- [TAREFAS]
• 1. Segundo o excerto fornecido, em que montante as autoras defendem que a indemnização devia ter sido fixada?
• 2. Conte as linhas dos registos que contêm a palavra "standing", distinguindo maiúsculas de minúsculas, e indique apenas o número.

- [EXCERTO FORNECIDO]
━━━━━━
Defendem as autoras que a indemnização devia ter sido fixada no montante de € 4 068 905,70, argumentando, para tanto e em síntese, que:
- dada a identidade entre sujeito contratual e autor da alteração (legislativa) superveniente - isto é, sendo o Estado Português simultaneamente sujeito contratual e autor da alteração (legislativa) superveniente (LGT) -, tal alteração deve ser equiparada a uma modificação unilateral do contrato e esta equiparação conduz à adopção do instituto da reposição do equilíbrio financeiro do contrato e não da chamada indemnização por imprevisão;
- tal reposição implica o restauro da equação económico-financeira inicialmente acolhida pelas partes, isto é, impõe que a compensação das autoras seja integral (€ 4 068 905,70), tendo de produzir os seus efeitos desde o momento em que se verificou o facto gerador dessa mesma necessidade de reposição, no caso em apreço 8.2.2000;
- tal solução resulta actualmente do art. 314º n.º 1, al. a), do Cód. dos Contratos Públicos, o qual não é aplicável, qua tale, em razão do tempo, à situação sob análise, mas a conclusão mantém-se, desde logo porque o Cód. dos Contratos Públicos, neste aspecto, clarificou apenas uma linha de continuidade, tradição jurídica antiga, que decorrida do art. 62º, da Constituição, funcionando o referido art. 314º n.º 1, al. a), como fonte integradora da lacuna;
- apenas quando a modificação superveniente seja imputável a um terceiro caberá chamar o regime geral da alteração das circunstância, não sendo este o caso dos autos.

Subsidiariamente as autoras alegam que sempre teriam direito a receber a referida quantia de € 4 068 905,70, pois:
- ainda que se considerasse como aplicável o instituto da indemnização por imprevisão, a equidade sempre mandaria que se procedesse a um ressarcimento integral das autoras;
- caso se concluísse que haveria lugar a indemnização por imprevisão e que a equidade determinaria uma repartição de risco e, por consequência, a oneração parcial das autoras, então seria imperioso reconhecer que teria havido um enriquecimento sem causa do Estado Português à custa das autoras e que, por isso, haveria que aplicar o mecanismo de restituição típico desse instituto, na justa medida do empobrecimento das autoras, isto é, na justa medida do dano não compensado pela indemnização por imprevisão.
━━━━━━
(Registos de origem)
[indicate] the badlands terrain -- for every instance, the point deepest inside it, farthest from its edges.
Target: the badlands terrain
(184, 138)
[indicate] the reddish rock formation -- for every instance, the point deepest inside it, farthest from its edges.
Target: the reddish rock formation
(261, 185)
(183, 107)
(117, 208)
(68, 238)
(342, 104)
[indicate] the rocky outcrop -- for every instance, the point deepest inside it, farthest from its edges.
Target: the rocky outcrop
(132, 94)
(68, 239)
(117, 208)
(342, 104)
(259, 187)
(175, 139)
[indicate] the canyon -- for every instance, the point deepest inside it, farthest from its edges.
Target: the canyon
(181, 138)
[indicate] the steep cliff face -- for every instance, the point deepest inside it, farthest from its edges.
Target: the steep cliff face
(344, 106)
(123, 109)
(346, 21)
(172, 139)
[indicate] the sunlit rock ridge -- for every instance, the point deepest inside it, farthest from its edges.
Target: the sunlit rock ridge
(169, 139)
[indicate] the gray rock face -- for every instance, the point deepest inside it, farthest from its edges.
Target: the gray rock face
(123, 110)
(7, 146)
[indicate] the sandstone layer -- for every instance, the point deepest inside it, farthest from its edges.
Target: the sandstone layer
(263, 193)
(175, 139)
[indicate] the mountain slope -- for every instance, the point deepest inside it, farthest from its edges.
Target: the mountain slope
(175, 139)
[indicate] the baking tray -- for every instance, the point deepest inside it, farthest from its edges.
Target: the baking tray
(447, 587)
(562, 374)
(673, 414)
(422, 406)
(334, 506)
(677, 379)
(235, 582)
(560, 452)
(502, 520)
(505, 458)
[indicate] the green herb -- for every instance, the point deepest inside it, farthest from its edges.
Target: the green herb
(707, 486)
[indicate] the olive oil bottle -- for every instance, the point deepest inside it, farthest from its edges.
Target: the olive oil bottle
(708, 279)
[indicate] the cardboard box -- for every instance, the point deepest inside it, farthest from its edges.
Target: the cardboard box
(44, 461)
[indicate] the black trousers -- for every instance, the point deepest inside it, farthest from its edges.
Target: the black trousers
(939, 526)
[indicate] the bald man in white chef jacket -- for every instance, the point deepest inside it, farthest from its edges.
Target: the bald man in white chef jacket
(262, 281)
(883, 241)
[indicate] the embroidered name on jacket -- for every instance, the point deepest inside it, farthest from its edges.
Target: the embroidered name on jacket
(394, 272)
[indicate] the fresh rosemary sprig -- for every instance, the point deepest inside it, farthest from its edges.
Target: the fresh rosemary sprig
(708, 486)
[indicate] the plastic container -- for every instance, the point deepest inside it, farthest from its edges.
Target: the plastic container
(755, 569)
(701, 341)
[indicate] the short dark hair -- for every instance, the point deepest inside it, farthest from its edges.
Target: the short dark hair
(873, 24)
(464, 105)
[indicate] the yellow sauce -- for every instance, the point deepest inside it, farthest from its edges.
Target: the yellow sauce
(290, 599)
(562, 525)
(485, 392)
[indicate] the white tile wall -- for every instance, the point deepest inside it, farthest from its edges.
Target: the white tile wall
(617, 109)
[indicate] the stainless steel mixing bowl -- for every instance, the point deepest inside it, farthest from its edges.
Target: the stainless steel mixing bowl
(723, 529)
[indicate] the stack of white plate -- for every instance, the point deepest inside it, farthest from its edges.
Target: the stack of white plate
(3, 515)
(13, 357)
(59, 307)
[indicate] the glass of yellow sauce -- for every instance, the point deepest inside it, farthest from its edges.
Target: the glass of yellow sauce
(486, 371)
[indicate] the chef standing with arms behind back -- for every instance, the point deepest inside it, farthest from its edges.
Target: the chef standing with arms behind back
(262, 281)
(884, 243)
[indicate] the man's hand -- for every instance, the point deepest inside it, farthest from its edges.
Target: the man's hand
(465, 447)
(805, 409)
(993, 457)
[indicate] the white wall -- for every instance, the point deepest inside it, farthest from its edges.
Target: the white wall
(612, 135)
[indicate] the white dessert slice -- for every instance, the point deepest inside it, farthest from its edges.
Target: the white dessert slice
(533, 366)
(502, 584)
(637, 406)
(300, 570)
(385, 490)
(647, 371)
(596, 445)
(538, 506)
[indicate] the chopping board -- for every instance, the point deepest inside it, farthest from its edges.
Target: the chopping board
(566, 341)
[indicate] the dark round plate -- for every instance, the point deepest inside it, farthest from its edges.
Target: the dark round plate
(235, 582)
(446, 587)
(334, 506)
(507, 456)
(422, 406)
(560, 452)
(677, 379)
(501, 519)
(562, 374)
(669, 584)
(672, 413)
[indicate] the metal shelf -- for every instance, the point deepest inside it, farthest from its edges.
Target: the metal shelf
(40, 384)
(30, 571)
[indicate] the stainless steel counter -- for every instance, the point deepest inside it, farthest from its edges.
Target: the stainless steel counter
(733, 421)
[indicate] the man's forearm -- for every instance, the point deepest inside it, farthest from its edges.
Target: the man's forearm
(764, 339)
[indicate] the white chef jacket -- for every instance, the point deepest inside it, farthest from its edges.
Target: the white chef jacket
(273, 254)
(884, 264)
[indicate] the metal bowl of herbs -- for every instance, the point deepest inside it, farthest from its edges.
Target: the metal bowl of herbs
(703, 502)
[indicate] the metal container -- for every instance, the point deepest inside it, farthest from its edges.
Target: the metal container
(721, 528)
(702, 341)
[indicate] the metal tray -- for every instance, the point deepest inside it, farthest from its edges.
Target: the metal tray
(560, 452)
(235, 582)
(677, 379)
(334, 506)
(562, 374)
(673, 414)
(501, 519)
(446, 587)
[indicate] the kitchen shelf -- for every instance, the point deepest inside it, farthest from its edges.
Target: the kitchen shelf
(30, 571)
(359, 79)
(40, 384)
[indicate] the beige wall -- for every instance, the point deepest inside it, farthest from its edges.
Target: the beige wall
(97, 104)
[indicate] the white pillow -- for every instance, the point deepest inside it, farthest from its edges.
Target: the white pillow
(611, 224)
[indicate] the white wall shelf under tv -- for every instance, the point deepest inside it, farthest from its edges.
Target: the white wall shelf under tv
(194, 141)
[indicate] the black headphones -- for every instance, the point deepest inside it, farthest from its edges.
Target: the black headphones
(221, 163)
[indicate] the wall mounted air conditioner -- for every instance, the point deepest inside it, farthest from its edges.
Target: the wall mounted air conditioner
━━━━━━
- [EXERCÍCIO RESOLVIDO]
• 1. As autoras defendem que a indemnização devia ter sido fixada em € 4 068 905,70.

• 2. 2